*Given text*.
════════════════

The Shape of You
- Rachel Wasilewski
- Aug 1, 2021
- 3 min read

So this past week I received the same comment about my physical appearance from two different people. One person was a gym regular that I don't know who stopped me to make this comment. The other person is an acquaintance (friend of a friend) that I've met a few times at a pool gathering.
"You have such an interesting shape"
Now I think they both meant it as a compliment...but honestly I'm not totally sure. One of my largest concerns as I've gone down the rabbit hole of fitness nut, is that I will bulk up too much and won't look feminine enough. I've been told on multiple occasions by many people, that it probably isn't in the genetic cards for that to happen and I shouldn't worry. It is difficult though because I look at female cross fit athletes and I think that their abs, obliques, back, arms etc look amazing. Individual parts vs looking at the whole. When I look at the whole, I think I don't want to be that big as far as muscle structure goes. I know it doesn't make sense but I rarely do according to just about any man I've dated or married.

════════════════

*What to work on*.
Answer these questions from the post about body shape:
1. Who were the two people who made the same comment?
2. What was the comment?
3. What does the post name as one of the largest concerns about pursuing fitness?

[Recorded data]

════════════════

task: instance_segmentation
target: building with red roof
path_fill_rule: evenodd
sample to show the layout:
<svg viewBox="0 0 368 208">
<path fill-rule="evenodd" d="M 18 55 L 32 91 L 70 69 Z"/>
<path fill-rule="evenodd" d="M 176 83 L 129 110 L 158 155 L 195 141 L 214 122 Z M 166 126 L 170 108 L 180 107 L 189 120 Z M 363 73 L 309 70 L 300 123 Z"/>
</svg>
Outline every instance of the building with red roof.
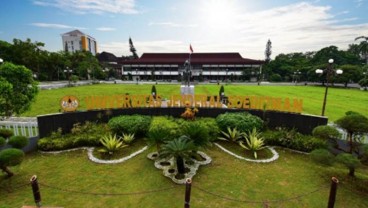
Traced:
<svg viewBox="0 0 368 208">
<path fill-rule="evenodd" d="M 121 60 L 120 64 L 122 75 L 134 80 L 180 81 L 190 69 L 194 81 L 241 80 L 244 74 L 256 81 L 263 63 L 239 53 L 144 53 L 138 59 Z"/>
</svg>

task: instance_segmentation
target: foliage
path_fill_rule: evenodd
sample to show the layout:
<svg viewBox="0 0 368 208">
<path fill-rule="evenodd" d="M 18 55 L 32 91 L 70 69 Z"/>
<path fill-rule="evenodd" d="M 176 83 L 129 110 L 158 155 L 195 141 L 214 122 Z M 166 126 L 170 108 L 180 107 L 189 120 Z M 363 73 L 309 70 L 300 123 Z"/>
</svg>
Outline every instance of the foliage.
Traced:
<svg viewBox="0 0 368 208">
<path fill-rule="evenodd" d="M 0 147 L 1 147 L 1 146 L 4 146 L 4 145 L 5 145 L 5 143 L 6 143 L 5 138 L 0 136 Z"/>
<path fill-rule="evenodd" d="M 335 156 L 326 149 L 315 149 L 310 153 L 311 159 L 322 165 L 331 166 L 335 162 Z"/>
<path fill-rule="evenodd" d="M 201 122 L 185 122 L 184 125 L 182 125 L 182 134 L 193 141 L 196 148 L 207 148 L 211 145 L 207 127 Z"/>
<path fill-rule="evenodd" d="M 224 113 L 220 114 L 216 118 L 216 122 L 221 131 L 226 131 L 228 127 L 231 129 L 236 128 L 239 131 L 247 132 L 256 128 L 262 129 L 263 121 L 257 116 L 253 116 L 246 112 L 240 113 Z"/>
<path fill-rule="evenodd" d="M 269 63 L 271 61 L 271 54 L 272 54 L 272 43 L 271 40 L 268 39 L 267 44 L 266 44 L 266 50 L 265 50 L 265 62 Z"/>
<path fill-rule="evenodd" d="M 187 136 L 181 136 L 162 145 L 159 154 L 161 158 L 174 157 L 178 173 L 183 174 L 185 172 L 184 159 L 190 159 L 193 150 L 196 150 L 193 141 Z"/>
<path fill-rule="evenodd" d="M 235 128 L 231 129 L 230 127 L 227 128 L 227 132 L 221 131 L 221 134 L 224 137 L 218 137 L 220 140 L 230 141 L 230 142 L 237 142 L 243 135 L 243 132 L 240 132 Z"/>
<path fill-rule="evenodd" d="M 348 153 L 341 153 L 337 155 L 336 160 L 349 169 L 349 176 L 352 177 L 355 176 L 355 169 L 361 165 L 358 158 Z"/>
<path fill-rule="evenodd" d="M 16 166 L 22 163 L 24 152 L 16 148 L 9 148 L 0 151 L 0 169 L 3 170 L 9 177 L 13 176 L 8 167 Z"/>
<path fill-rule="evenodd" d="M 102 137 L 100 142 L 104 148 L 100 149 L 99 152 L 108 153 L 110 155 L 114 154 L 114 152 L 118 151 L 119 149 L 127 146 L 123 144 L 120 138 L 116 137 L 116 134 L 105 135 L 104 137 Z"/>
<path fill-rule="evenodd" d="M 332 127 L 332 126 L 328 126 L 328 125 L 323 125 L 323 126 L 317 126 L 313 129 L 312 132 L 313 136 L 321 138 L 321 139 L 340 139 L 341 138 L 341 134 L 340 132 Z"/>
<path fill-rule="evenodd" d="M 0 137 L 9 138 L 11 136 L 13 136 L 11 129 L 0 129 Z"/>
<path fill-rule="evenodd" d="M 17 149 L 22 149 L 29 143 L 28 138 L 25 136 L 12 136 L 10 137 L 8 144 Z"/>
<path fill-rule="evenodd" d="M 111 130 L 121 135 L 123 132 L 135 134 L 137 137 L 146 135 L 151 124 L 151 117 L 144 115 L 122 115 L 109 120 Z"/>
<path fill-rule="evenodd" d="M 249 131 L 247 134 L 243 134 L 245 139 L 244 141 L 240 141 L 239 145 L 246 150 L 250 150 L 253 152 L 254 158 L 257 159 L 257 151 L 264 148 L 264 141 L 257 129 L 254 128 L 252 131 Z"/>
<path fill-rule="evenodd" d="M 262 134 L 267 145 L 282 146 L 304 152 L 327 148 L 326 141 L 313 136 L 300 134 L 295 129 L 288 130 L 280 128 L 275 131 L 266 131 Z"/>
<path fill-rule="evenodd" d="M 0 65 L 0 116 L 27 111 L 38 93 L 31 70 L 5 62 Z"/>
<path fill-rule="evenodd" d="M 194 120 L 195 114 L 198 112 L 197 108 L 185 108 L 184 113 L 182 113 L 180 116 L 186 120 Z"/>
<path fill-rule="evenodd" d="M 368 133 L 368 118 L 356 112 L 346 112 L 344 117 L 336 121 L 336 124 L 347 132 L 350 153 L 352 153 L 354 149 L 353 140 L 359 142 L 359 135 Z"/>
<path fill-rule="evenodd" d="M 135 139 L 134 134 L 124 134 L 124 133 L 121 138 L 125 144 L 130 144 Z"/>
</svg>

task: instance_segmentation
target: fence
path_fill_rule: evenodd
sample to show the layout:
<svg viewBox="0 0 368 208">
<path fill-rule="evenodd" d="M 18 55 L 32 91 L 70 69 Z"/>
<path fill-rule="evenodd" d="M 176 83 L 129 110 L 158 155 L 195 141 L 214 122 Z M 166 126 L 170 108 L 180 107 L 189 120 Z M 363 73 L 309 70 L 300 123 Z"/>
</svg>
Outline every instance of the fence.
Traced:
<svg viewBox="0 0 368 208">
<path fill-rule="evenodd" d="M 11 129 L 15 136 L 36 137 L 39 135 L 37 121 L 0 121 L 0 129 Z"/>
</svg>

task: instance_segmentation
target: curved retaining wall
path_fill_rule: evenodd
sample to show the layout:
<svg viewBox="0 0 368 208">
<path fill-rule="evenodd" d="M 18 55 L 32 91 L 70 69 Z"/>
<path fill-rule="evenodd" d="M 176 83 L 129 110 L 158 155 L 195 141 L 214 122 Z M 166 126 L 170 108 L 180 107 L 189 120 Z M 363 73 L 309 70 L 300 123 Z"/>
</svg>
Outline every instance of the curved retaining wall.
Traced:
<svg viewBox="0 0 368 208">
<path fill-rule="evenodd" d="M 40 138 L 46 137 L 51 132 L 62 128 L 64 133 L 70 132 L 75 123 L 84 123 L 86 121 L 98 121 L 106 123 L 110 118 L 119 115 L 151 115 L 163 116 L 170 115 L 173 117 L 180 117 L 185 108 L 126 108 L 126 109 L 107 109 L 107 110 L 93 110 L 72 113 L 59 113 L 37 117 L 38 129 Z M 217 117 L 217 115 L 225 112 L 242 112 L 246 111 L 250 114 L 263 117 L 263 111 L 259 110 L 242 110 L 242 109 L 228 109 L 228 108 L 199 108 L 196 117 Z M 303 134 L 311 134 L 314 127 L 319 125 L 326 125 L 327 118 L 313 115 L 304 115 L 297 113 L 287 113 L 279 111 L 267 111 L 265 119 L 268 121 L 270 128 L 286 127 L 296 128 Z"/>
</svg>

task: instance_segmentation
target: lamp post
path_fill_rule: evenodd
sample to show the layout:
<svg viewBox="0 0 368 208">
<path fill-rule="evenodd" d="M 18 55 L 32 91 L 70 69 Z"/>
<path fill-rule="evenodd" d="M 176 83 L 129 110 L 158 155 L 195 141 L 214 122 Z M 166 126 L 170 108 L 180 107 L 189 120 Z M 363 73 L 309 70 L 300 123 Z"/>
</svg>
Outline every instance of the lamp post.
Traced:
<svg viewBox="0 0 368 208">
<path fill-rule="evenodd" d="M 300 74 L 301 74 L 301 72 L 299 70 L 296 70 L 294 72 L 294 82 L 295 82 L 295 85 L 297 85 L 297 83 L 298 83 L 298 78 L 299 78 Z"/>
<path fill-rule="evenodd" d="M 333 64 L 334 60 L 333 59 L 329 59 L 328 60 L 328 66 L 327 69 L 316 69 L 316 73 L 317 74 L 326 74 L 326 90 L 325 90 L 325 96 L 323 99 L 323 105 L 322 105 L 322 116 L 325 115 L 325 109 L 326 109 L 326 102 L 327 102 L 327 93 L 328 93 L 328 84 L 330 83 L 330 79 L 331 77 L 334 76 L 334 74 L 342 74 L 342 70 L 341 69 L 337 69 L 336 71 L 333 69 L 332 64 Z"/>
</svg>

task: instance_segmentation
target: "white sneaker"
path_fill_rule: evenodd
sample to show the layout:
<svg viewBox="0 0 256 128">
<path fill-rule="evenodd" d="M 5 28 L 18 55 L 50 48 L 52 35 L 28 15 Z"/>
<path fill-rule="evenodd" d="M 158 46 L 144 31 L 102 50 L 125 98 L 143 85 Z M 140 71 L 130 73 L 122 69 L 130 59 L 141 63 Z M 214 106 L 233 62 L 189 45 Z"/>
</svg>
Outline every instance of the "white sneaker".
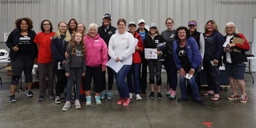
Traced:
<svg viewBox="0 0 256 128">
<path fill-rule="evenodd" d="M 66 102 L 64 106 L 62 107 L 62 110 L 66 111 L 66 110 L 69 110 L 70 107 L 70 102 Z"/>
<path fill-rule="evenodd" d="M 101 105 L 102 104 L 102 101 L 101 101 L 100 96 L 95 96 L 95 102 L 96 102 L 96 105 Z"/>
<path fill-rule="evenodd" d="M 90 98 L 90 96 L 89 96 L 89 97 L 86 97 L 86 106 L 91 106 L 91 102 L 90 102 L 91 98 Z"/>
<path fill-rule="evenodd" d="M 142 97 L 141 97 L 139 94 L 136 94 L 136 95 L 135 95 L 135 98 L 136 98 L 136 100 L 137 100 L 137 101 L 140 101 L 140 100 L 142 99 Z"/>
<path fill-rule="evenodd" d="M 130 93 L 130 98 L 132 99 L 133 98 L 133 94 Z"/>
<path fill-rule="evenodd" d="M 62 103 L 62 100 L 61 100 L 61 97 L 60 96 L 56 96 L 55 103 L 57 103 L 57 104 Z"/>
<path fill-rule="evenodd" d="M 80 109 L 81 108 L 81 105 L 80 105 L 79 100 L 75 100 L 75 102 L 74 102 L 74 108 L 75 109 Z"/>
</svg>

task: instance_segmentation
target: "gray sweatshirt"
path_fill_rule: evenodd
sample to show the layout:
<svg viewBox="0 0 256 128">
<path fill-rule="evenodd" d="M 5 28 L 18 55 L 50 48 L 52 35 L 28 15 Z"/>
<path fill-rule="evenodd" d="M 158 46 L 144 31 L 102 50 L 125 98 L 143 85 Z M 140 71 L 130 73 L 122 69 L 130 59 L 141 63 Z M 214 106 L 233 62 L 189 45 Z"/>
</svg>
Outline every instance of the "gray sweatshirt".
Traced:
<svg viewBox="0 0 256 128">
<path fill-rule="evenodd" d="M 82 54 L 82 45 L 76 45 L 76 56 L 72 54 L 72 46 L 68 45 L 66 52 L 69 56 L 66 58 L 66 73 L 70 73 L 70 68 L 82 68 L 82 73 L 86 73 L 86 58 Z"/>
<path fill-rule="evenodd" d="M 173 57 L 173 43 L 175 40 L 176 30 L 165 30 L 162 31 L 161 35 L 165 38 L 166 42 L 166 50 L 164 52 L 166 58 L 171 58 Z"/>
</svg>

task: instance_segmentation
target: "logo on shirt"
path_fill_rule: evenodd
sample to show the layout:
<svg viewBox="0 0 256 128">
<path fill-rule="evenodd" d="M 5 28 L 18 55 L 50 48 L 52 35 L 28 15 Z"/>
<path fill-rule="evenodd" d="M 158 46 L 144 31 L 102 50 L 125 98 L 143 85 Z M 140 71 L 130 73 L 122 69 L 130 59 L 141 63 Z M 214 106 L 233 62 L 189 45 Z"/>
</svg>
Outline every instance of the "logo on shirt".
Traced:
<svg viewBox="0 0 256 128">
<path fill-rule="evenodd" d="M 82 57 L 82 56 L 81 50 L 76 50 L 76 54 L 77 54 L 77 57 Z"/>
<path fill-rule="evenodd" d="M 107 34 L 113 34 L 113 32 L 112 32 L 112 30 L 109 30 L 109 31 L 107 31 Z"/>
<path fill-rule="evenodd" d="M 170 38 L 174 38 L 174 36 L 175 36 L 175 35 L 174 35 L 174 34 L 172 34 L 170 36 Z"/>
<path fill-rule="evenodd" d="M 178 57 L 185 57 L 186 56 L 186 51 L 184 50 L 182 50 L 178 54 Z"/>
</svg>

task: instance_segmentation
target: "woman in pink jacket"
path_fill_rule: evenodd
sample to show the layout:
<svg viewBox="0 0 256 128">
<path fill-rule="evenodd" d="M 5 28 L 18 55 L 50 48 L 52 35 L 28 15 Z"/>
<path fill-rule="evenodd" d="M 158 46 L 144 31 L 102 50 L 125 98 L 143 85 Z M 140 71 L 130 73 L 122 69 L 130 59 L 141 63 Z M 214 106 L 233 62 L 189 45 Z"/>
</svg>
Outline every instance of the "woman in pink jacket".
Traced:
<svg viewBox="0 0 256 128">
<path fill-rule="evenodd" d="M 100 94 L 103 89 L 104 82 L 102 72 L 106 70 L 106 63 L 108 61 L 107 46 L 98 34 L 97 24 L 90 23 L 88 32 L 89 34 L 83 38 L 86 49 L 86 73 L 82 78 L 82 86 L 86 98 L 86 106 L 90 106 L 90 83 L 92 78 L 94 78 L 96 93 L 95 102 L 97 105 L 100 105 L 102 104 Z"/>
</svg>

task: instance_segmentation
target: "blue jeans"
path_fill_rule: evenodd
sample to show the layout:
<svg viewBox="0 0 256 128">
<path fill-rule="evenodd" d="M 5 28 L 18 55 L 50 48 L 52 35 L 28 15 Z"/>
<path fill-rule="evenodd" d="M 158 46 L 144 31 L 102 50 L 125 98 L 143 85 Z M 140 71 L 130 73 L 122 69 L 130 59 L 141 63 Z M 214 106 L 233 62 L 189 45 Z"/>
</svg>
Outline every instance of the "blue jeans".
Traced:
<svg viewBox="0 0 256 128">
<path fill-rule="evenodd" d="M 68 84 L 66 87 L 66 101 L 70 101 L 72 87 L 74 86 L 74 77 L 75 78 L 75 99 L 79 99 L 80 83 L 82 78 L 82 68 L 70 68 Z"/>
<path fill-rule="evenodd" d="M 165 58 L 165 61 L 162 62 L 167 74 L 167 82 L 170 85 L 170 88 L 173 90 L 176 90 L 178 84 L 178 69 L 173 58 Z"/>
<path fill-rule="evenodd" d="M 118 73 L 113 70 L 120 98 L 130 98 L 126 78 L 130 70 L 130 67 L 131 65 L 124 65 Z"/>
<path fill-rule="evenodd" d="M 197 77 L 197 74 L 194 74 L 194 76 L 188 79 L 188 82 L 190 83 L 190 88 L 192 90 L 192 93 L 194 95 L 194 98 L 195 100 L 200 100 L 201 97 L 199 94 L 199 90 L 197 83 L 195 82 L 195 78 Z M 179 76 L 179 86 L 181 88 L 181 92 L 182 92 L 182 97 L 183 98 L 187 98 L 186 94 L 186 78 L 185 77 Z"/>
<path fill-rule="evenodd" d="M 127 75 L 129 93 L 139 94 L 139 70 L 141 63 L 133 63 Z M 132 78 L 133 76 L 133 78 Z M 134 80 L 134 84 L 133 84 Z"/>
</svg>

════════════════

*Written answer*.
1. A gym regular the writer doesn't know, and an acquaintance (a friend of a friend) met a few times at a pool gathering.
2. "You have such an interesting shape"
3. Bulking up too much and not looking feminine enough.